(A series of records)
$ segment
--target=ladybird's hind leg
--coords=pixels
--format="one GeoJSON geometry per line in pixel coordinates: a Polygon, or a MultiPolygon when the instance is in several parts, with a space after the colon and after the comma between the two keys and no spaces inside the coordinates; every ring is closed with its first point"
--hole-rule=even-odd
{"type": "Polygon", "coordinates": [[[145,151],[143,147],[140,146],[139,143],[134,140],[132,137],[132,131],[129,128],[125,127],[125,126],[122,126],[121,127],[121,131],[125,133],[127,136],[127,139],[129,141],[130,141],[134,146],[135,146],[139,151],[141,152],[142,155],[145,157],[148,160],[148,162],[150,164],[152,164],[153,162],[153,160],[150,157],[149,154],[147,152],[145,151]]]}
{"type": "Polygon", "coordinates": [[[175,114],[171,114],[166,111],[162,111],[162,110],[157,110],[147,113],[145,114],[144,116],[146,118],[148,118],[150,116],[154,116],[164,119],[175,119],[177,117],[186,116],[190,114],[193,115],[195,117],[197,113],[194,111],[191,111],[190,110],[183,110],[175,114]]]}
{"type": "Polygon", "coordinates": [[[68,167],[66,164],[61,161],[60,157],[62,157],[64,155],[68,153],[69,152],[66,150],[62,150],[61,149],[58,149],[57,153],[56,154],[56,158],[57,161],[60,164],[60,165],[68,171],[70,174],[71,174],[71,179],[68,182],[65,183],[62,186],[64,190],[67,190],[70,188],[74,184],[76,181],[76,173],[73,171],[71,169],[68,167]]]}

* _Problem to solve_:
Count how many lines in the records above contain the string "Polygon", treating uppercase and lowercase as distinct. Give only the number.

* _Correct output_:
4